Given request: Rewrite the material from its beginning through the line containing "x=127, y=253", both ends included and requests kept, multiplying every coordinate in the answers by 0.95 and rounding to whole numbers with halves going up. Leave out the pictures.

##### Given information #####

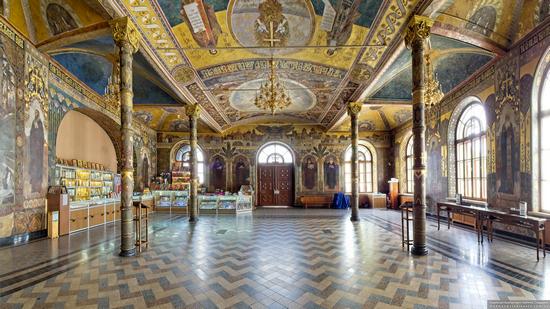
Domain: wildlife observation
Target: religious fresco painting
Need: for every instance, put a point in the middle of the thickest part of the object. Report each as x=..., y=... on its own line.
x=507, y=153
x=7, y=139
x=217, y=174
x=281, y=23
x=483, y=20
x=35, y=130
x=331, y=170
x=59, y=19
x=241, y=175
x=201, y=18
x=309, y=173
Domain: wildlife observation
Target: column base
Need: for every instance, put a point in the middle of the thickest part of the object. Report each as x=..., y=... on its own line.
x=419, y=250
x=127, y=253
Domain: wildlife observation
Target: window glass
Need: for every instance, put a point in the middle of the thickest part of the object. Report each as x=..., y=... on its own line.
x=184, y=155
x=364, y=160
x=471, y=153
x=275, y=153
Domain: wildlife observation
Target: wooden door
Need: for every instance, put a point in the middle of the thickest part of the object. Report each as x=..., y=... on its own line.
x=266, y=185
x=283, y=179
x=276, y=183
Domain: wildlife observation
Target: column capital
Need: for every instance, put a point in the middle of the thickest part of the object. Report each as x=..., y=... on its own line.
x=354, y=108
x=124, y=31
x=418, y=29
x=193, y=110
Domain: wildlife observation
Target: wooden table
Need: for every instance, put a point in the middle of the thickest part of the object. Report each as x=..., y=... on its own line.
x=141, y=216
x=490, y=216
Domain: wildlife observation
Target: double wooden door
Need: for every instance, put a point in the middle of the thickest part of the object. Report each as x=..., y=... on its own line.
x=276, y=185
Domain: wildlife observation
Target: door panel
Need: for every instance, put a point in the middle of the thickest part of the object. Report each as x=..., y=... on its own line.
x=283, y=181
x=276, y=186
x=266, y=185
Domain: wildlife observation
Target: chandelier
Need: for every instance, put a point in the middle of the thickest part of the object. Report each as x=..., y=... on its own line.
x=272, y=95
x=432, y=93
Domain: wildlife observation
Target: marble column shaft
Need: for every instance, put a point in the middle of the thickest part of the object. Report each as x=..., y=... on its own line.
x=417, y=32
x=193, y=112
x=354, y=108
x=126, y=38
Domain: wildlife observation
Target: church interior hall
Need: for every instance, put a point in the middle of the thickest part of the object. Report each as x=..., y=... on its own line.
x=274, y=153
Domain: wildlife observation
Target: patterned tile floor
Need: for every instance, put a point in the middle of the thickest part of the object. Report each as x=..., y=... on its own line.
x=275, y=258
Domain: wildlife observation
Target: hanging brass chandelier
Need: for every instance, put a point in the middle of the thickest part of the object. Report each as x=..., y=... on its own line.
x=272, y=94
x=432, y=93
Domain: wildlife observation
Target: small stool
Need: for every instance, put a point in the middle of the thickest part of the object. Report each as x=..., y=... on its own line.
x=141, y=217
x=406, y=218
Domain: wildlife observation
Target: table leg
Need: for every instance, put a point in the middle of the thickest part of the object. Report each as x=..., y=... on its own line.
x=402, y=230
x=480, y=227
x=538, y=243
x=544, y=243
x=438, y=218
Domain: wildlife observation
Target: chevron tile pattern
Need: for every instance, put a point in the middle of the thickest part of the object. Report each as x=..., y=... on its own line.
x=269, y=261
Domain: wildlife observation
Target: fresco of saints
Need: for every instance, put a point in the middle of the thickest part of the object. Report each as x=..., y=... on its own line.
x=331, y=174
x=36, y=153
x=241, y=174
x=218, y=177
x=310, y=174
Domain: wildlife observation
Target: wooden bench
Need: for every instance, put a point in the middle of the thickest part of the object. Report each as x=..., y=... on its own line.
x=316, y=200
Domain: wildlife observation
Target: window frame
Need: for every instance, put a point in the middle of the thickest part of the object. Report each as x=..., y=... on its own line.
x=542, y=118
x=409, y=165
x=201, y=162
x=365, y=168
x=275, y=150
x=471, y=155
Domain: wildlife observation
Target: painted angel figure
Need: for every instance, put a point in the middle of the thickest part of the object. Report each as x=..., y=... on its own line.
x=261, y=27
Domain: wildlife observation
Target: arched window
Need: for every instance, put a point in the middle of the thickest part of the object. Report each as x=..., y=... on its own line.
x=541, y=138
x=364, y=158
x=184, y=155
x=471, y=152
x=409, y=164
x=275, y=153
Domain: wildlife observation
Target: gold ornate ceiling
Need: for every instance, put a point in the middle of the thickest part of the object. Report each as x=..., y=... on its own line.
x=327, y=52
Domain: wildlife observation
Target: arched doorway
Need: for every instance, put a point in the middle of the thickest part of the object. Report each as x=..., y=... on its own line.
x=275, y=181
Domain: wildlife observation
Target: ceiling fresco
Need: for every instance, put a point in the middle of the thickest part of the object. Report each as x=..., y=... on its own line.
x=502, y=22
x=166, y=119
x=230, y=61
x=91, y=61
x=453, y=62
x=376, y=117
x=326, y=52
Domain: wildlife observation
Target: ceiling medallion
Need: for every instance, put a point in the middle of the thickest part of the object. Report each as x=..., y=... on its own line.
x=433, y=93
x=273, y=96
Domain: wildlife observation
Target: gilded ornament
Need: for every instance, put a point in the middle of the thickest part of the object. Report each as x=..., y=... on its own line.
x=35, y=84
x=354, y=108
x=124, y=31
x=418, y=29
x=193, y=110
x=183, y=74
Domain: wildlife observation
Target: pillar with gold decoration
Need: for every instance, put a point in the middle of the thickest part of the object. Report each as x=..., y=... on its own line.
x=193, y=112
x=354, y=108
x=416, y=34
x=126, y=38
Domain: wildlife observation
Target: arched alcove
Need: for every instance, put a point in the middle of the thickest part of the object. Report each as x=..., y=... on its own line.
x=80, y=137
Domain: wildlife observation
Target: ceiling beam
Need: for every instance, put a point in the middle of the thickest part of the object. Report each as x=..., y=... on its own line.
x=75, y=36
x=467, y=36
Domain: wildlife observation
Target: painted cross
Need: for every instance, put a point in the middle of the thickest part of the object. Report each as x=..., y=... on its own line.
x=272, y=38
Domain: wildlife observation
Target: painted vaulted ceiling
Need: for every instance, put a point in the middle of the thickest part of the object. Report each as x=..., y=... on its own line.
x=326, y=52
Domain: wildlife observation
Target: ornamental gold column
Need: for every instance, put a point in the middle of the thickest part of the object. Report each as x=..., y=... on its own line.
x=417, y=32
x=126, y=38
x=354, y=108
x=193, y=112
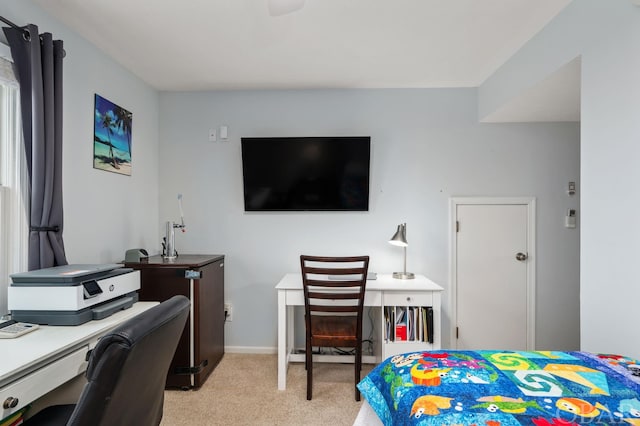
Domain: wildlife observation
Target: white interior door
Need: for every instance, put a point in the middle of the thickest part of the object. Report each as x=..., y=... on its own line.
x=493, y=286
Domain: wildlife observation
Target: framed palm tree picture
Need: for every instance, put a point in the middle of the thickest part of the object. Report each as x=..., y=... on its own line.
x=111, y=137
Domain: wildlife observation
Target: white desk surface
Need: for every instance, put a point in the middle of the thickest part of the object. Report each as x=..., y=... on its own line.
x=384, y=282
x=28, y=352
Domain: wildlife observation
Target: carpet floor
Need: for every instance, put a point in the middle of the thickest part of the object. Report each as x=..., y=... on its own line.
x=243, y=390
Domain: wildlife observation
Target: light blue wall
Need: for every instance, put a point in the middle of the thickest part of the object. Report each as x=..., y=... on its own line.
x=427, y=146
x=105, y=213
x=606, y=34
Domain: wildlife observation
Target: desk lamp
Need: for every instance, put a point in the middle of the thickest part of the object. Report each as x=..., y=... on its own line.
x=400, y=239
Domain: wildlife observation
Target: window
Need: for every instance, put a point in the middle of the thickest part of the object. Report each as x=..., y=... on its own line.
x=13, y=176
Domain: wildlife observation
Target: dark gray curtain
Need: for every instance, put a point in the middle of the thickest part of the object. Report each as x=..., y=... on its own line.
x=38, y=67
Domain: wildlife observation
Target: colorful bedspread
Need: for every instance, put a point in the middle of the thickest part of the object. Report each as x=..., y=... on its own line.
x=504, y=388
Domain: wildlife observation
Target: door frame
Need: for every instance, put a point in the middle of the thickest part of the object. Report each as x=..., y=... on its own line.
x=530, y=202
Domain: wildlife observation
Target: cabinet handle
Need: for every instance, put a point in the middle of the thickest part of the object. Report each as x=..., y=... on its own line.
x=10, y=402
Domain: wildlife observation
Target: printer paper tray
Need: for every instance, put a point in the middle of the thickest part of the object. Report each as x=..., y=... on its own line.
x=97, y=312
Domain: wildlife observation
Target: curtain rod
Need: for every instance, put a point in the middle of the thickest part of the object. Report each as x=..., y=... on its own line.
x=25, y=32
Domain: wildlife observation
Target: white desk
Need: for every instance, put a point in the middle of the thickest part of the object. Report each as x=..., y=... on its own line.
x=34, y=364
x=384, y=291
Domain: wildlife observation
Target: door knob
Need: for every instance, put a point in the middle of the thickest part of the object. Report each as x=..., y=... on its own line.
x=521, y=256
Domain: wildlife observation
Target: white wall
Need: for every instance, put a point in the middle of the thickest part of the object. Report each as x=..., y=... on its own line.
x=607, y=35
x=104, y=213
x=610, y=173
x=426, y=147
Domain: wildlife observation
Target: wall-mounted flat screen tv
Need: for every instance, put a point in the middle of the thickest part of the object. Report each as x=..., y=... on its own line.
x=306, y=173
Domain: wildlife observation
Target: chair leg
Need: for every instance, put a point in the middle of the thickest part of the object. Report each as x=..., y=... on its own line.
x=308, y=361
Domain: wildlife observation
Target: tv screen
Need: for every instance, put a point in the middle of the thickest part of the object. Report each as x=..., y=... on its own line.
x=306, y=173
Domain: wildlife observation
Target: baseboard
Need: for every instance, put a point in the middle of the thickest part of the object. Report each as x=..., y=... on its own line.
x=250, y=350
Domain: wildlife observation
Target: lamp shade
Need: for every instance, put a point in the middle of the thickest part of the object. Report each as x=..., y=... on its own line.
x=400, y=237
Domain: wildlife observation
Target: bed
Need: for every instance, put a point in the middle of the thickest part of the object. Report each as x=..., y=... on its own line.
x=500, y=388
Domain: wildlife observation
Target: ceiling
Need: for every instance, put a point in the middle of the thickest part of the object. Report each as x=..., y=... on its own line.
x=236, y=44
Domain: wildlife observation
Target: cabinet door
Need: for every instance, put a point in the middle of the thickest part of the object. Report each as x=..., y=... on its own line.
x=160, y=284
x=209, y=323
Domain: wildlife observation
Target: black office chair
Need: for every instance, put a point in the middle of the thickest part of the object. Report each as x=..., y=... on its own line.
x=127, y=372
x=334, y=290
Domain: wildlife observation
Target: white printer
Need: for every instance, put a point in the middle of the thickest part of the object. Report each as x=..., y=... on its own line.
x=72, y=294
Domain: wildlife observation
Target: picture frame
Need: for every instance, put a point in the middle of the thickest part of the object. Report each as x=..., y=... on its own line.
x=112, y=137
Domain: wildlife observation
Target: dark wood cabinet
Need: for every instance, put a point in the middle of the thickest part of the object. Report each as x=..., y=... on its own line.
x=201, y=279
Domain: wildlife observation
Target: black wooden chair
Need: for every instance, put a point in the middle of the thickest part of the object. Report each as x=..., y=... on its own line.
x=127, y=372
x=333, y=301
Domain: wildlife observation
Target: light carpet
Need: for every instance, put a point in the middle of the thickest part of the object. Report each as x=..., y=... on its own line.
x=243, y=390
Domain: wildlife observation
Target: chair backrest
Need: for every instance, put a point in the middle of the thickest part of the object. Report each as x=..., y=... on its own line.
x=334, y=285
x=128, y=368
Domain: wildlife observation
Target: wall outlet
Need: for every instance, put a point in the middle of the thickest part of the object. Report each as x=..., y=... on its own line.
x=228, y=312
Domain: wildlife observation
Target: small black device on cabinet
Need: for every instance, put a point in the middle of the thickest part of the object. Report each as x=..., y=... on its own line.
x=136, y=255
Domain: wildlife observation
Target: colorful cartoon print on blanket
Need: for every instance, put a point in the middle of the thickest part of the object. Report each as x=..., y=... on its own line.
x=504, y=388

#####

Solution for this task:
Domain: wildlife observation
Target: religious fresco painting
Need: for every instance, put a point in the middle of the thickest part of the object. Report each as x=..., y=... on its own line.
x=482, y=145
x=7, y=132
x=206, y=165
x=267, y=22
x=459, y=19
x=33, y=124
x=314, y=162
x=56, y=18
x=229, y=166
x=191, y=17
x=294, y=164
Domain: wildlife observation
Target: column base
Need: for every instance, put a point in the middle of the thickest part of the object. Report each as x=..., y=... on its own line.
x=398, y=238
x=121, y=240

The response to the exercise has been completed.